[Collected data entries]
▼▼▼

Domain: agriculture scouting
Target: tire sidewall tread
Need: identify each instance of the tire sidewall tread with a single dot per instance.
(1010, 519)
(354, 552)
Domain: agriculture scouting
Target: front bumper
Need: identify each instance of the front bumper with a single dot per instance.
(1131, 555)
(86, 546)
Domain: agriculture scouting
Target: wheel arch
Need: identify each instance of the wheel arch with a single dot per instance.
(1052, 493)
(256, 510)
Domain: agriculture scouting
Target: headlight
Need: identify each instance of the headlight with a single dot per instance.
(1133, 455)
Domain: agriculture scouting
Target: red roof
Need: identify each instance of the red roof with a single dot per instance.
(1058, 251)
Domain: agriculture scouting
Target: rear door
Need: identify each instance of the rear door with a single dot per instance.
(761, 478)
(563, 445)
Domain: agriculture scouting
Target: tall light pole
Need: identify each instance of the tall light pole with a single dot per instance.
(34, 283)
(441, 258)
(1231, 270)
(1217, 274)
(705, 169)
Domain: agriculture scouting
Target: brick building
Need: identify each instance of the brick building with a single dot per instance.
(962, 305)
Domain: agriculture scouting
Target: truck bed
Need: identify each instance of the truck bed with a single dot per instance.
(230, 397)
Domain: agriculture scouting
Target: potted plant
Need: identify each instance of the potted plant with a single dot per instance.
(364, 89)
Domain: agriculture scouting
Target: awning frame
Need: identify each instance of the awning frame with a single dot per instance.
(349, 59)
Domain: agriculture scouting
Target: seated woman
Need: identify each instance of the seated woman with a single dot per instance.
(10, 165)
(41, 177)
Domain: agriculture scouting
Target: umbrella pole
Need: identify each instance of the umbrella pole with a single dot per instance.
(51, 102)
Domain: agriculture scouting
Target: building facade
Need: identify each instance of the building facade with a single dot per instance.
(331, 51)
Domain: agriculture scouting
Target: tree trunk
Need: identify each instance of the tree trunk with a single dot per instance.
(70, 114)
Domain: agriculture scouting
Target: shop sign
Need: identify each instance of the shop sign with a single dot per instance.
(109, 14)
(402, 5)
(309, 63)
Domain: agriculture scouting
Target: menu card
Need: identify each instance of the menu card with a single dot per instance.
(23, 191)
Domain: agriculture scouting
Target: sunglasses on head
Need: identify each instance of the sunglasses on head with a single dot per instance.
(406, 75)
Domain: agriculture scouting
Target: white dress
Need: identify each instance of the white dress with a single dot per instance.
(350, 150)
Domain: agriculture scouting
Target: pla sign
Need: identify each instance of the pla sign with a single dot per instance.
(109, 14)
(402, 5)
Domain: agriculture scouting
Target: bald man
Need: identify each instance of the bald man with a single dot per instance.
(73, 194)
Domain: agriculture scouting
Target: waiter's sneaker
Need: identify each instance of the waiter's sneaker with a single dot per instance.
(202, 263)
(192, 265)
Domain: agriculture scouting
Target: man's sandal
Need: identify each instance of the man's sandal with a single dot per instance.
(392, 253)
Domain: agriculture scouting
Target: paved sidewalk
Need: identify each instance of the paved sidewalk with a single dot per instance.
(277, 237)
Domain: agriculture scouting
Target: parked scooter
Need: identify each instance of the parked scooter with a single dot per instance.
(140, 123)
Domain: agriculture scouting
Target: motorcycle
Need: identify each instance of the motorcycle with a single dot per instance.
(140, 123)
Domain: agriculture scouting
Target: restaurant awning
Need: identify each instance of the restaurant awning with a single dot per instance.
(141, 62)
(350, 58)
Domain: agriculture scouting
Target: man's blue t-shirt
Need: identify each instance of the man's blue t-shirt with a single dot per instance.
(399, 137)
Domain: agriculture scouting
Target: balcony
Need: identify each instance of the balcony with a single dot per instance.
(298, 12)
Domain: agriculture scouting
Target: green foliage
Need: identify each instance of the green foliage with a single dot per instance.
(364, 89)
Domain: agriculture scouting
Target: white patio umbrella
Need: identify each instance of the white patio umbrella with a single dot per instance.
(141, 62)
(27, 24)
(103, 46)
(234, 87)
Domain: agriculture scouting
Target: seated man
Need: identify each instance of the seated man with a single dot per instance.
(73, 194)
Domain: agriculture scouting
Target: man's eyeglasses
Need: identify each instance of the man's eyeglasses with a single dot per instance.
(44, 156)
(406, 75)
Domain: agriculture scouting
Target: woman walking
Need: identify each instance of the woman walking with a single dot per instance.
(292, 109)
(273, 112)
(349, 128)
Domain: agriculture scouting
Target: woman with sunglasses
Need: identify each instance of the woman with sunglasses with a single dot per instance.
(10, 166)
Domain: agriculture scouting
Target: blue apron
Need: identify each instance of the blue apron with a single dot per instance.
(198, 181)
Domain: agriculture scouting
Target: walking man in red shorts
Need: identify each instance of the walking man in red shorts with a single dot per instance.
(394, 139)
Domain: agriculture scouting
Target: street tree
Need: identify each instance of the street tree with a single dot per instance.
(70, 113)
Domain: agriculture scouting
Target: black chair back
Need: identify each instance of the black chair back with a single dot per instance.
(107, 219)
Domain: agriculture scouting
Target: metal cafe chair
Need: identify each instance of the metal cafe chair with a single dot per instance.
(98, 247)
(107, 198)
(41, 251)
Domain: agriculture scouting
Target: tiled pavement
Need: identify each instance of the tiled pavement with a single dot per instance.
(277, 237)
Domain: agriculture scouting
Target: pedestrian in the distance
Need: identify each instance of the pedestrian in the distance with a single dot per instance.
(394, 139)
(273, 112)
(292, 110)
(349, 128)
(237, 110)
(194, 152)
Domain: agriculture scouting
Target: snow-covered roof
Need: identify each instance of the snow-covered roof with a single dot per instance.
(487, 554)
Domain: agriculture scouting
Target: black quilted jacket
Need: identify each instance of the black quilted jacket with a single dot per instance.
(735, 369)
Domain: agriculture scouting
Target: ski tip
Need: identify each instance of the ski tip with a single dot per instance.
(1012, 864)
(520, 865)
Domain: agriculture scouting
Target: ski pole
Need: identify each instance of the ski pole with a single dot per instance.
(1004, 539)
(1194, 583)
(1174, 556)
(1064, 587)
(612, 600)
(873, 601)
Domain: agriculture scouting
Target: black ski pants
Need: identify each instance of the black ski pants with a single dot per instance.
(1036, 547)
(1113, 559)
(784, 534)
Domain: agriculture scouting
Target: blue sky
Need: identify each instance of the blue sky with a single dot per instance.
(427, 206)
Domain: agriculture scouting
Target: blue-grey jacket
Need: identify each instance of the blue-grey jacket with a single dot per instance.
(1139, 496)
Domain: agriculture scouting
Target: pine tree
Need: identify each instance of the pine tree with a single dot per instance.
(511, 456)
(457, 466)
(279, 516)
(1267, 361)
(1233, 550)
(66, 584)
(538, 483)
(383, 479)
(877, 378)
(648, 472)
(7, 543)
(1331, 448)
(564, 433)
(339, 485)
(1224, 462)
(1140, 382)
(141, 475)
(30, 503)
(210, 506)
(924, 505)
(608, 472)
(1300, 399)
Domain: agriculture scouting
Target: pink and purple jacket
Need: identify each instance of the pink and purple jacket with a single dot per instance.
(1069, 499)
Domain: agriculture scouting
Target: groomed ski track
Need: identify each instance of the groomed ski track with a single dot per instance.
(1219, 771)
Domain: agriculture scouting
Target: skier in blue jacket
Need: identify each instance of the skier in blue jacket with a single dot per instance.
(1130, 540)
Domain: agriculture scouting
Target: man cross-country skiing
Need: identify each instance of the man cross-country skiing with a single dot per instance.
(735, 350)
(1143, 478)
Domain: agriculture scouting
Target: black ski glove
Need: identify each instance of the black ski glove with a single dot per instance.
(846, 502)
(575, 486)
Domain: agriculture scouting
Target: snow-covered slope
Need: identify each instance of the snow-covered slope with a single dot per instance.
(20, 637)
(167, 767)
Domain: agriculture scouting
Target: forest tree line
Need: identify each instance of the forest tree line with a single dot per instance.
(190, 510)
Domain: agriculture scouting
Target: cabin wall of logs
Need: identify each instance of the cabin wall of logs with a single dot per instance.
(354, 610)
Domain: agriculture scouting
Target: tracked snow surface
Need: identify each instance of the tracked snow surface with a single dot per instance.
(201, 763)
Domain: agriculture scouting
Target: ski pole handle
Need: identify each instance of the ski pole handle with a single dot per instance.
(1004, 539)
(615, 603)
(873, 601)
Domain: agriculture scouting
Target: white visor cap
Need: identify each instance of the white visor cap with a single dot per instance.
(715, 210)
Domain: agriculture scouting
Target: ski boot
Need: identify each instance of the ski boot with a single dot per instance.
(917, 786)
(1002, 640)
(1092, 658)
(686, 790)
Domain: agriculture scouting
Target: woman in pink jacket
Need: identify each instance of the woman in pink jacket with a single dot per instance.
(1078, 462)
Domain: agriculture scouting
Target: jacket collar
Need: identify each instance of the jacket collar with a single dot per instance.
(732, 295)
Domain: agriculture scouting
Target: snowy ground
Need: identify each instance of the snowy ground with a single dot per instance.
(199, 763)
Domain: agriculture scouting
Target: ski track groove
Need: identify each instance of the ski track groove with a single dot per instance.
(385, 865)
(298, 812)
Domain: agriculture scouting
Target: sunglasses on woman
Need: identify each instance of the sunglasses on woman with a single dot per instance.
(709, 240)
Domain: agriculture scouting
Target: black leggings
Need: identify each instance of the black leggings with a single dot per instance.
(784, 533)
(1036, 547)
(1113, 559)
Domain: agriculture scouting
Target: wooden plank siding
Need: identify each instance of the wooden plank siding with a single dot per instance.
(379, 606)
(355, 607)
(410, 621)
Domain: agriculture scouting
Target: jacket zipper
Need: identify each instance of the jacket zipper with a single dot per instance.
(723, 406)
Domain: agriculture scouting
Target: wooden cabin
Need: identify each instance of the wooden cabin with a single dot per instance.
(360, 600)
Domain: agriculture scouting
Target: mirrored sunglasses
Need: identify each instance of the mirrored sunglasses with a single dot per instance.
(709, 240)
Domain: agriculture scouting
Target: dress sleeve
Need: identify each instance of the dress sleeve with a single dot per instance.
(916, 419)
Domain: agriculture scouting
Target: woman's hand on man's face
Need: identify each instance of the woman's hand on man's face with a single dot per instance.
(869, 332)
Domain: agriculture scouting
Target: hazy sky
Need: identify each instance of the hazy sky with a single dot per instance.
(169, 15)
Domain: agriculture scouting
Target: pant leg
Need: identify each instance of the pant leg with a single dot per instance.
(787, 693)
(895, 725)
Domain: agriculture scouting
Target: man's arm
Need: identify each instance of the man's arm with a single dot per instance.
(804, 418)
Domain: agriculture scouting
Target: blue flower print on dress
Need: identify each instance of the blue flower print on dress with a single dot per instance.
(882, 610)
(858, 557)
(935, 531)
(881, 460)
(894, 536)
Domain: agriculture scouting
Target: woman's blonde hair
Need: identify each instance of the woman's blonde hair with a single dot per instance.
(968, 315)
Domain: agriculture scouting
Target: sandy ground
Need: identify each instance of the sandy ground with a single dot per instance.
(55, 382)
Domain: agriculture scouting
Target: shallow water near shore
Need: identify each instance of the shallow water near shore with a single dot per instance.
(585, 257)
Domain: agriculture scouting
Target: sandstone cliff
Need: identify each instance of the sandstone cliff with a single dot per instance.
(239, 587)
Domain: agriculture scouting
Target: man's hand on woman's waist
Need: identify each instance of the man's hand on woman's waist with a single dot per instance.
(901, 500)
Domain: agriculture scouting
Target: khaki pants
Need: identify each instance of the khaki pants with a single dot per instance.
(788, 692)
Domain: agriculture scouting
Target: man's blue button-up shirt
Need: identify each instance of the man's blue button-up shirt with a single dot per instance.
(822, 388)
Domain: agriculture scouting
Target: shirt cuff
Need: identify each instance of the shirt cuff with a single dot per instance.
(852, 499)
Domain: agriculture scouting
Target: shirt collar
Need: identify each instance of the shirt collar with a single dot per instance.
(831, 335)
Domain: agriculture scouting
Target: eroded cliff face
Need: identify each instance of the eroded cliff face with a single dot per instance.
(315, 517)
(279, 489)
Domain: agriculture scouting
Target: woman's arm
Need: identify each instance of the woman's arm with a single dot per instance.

▲▲▲

ABOUT THIS EXERCISE: In the records above, find the line containing "Target: headlight" and restate word for word every line from the first through that one.

EXERCISE RESULT:
Domain: agriculture scouting
Target: tire sidewall tread
Need: identify each instance of the tire sidewall tread with a single dot per instance.
(1010, 519)
(354, 552)
Domain: agriculture scouting
Target: front bumper
Need: identify each instance of the front bumper with a single dot per instance.
(1131, 555)
(86, 546)
Domain: agriculture scouting
Target: wheel arch
Need: identify each instance of the wheel arch with a single dot per instance.
(1052, 493)
(256, 510)
Domain: agriculture scouting
Target: headlight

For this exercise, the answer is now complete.